[Stored dataset items]
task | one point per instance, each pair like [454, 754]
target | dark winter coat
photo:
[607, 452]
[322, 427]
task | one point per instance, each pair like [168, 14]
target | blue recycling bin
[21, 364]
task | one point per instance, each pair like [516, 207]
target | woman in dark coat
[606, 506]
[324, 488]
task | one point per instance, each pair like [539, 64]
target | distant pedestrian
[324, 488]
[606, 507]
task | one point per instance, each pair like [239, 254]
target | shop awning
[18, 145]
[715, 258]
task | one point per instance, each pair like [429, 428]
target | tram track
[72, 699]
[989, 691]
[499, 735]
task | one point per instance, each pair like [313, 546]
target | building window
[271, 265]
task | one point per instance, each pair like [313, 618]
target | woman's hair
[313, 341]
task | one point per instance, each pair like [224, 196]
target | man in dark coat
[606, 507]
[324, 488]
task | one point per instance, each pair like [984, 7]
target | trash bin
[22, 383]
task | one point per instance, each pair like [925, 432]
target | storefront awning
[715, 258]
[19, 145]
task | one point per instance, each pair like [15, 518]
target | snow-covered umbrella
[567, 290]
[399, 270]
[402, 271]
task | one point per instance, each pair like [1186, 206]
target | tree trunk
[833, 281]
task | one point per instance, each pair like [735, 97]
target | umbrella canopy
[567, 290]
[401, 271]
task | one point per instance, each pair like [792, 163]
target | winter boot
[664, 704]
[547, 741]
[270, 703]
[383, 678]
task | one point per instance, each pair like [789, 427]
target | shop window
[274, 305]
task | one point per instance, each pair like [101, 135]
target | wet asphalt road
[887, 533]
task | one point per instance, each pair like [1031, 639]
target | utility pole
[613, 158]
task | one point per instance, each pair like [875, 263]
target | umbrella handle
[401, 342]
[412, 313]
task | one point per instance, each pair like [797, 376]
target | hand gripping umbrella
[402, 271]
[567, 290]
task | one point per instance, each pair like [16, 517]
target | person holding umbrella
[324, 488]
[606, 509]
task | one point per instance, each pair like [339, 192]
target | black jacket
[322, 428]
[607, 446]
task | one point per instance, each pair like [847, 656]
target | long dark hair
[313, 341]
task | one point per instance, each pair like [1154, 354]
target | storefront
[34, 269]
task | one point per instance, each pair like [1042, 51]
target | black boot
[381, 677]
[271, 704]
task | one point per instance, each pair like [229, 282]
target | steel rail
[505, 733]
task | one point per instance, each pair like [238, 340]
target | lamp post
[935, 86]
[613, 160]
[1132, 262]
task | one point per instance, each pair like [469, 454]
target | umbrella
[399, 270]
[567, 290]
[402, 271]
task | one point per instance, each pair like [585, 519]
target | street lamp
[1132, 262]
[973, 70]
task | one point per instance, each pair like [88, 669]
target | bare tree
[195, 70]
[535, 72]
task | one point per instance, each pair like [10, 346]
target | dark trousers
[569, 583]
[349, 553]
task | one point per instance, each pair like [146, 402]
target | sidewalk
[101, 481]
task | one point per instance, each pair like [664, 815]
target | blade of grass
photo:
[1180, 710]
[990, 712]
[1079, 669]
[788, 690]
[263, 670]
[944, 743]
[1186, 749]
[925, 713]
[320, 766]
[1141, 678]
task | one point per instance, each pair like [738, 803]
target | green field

EXERCISE REQUIREMENTS:
Transcribe the records starting at the line containing "task | one point per instance, each pair like [146, 402]" and ending at the last line of the records, both included, with nothing changed.

RESULT FOR THIS EXERCISE:
task | one point per instance, each pair like [146, 402]
target | sidewalk
[101, 481]
task | one point per instance, each pair like [664, 815]
target | blade of grass
photo:
[1180, 710]
[990, 712]
[1079, 669]
[788, 690]
[263, 670]
[944, 743]
[1186, 749]
[925, 713]
[320, 766]
[1141, 678]
task | one point per instance, each pair like [738, 803]
target | green field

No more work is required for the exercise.